Problem requirements
Every entry is to be copied exactly as written, and the pictures are to be skipped.

[Region pointing data]
#####

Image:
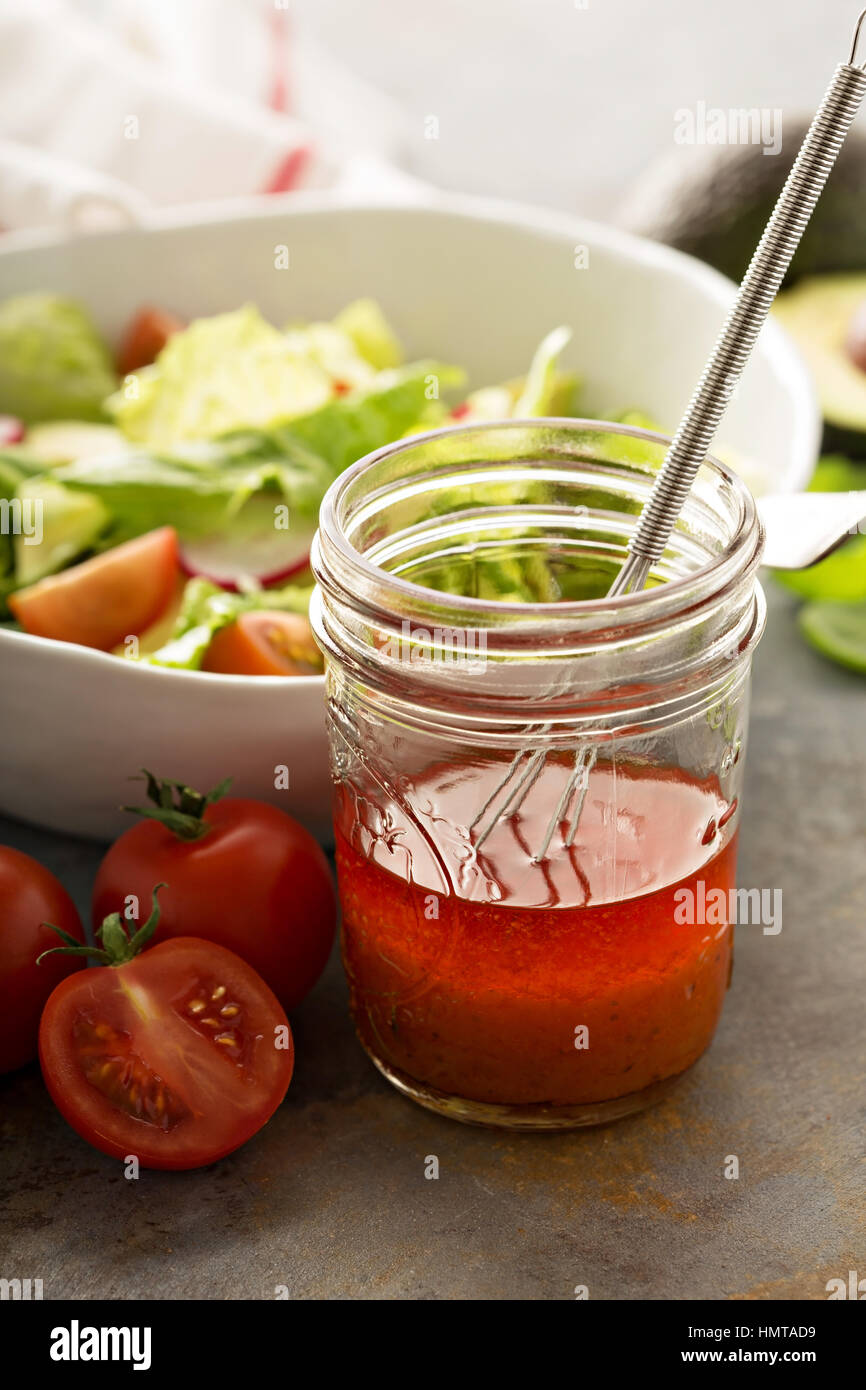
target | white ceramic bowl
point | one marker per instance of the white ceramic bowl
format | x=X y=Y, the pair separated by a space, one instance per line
x=467 y=281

#####

Exercise answer
Image:
target | white ceramic bowl
point | one marker per instance of the white ceramic bowl
format | x=X y=Y, the pair separated by a space, one instance per line
x=467 y=281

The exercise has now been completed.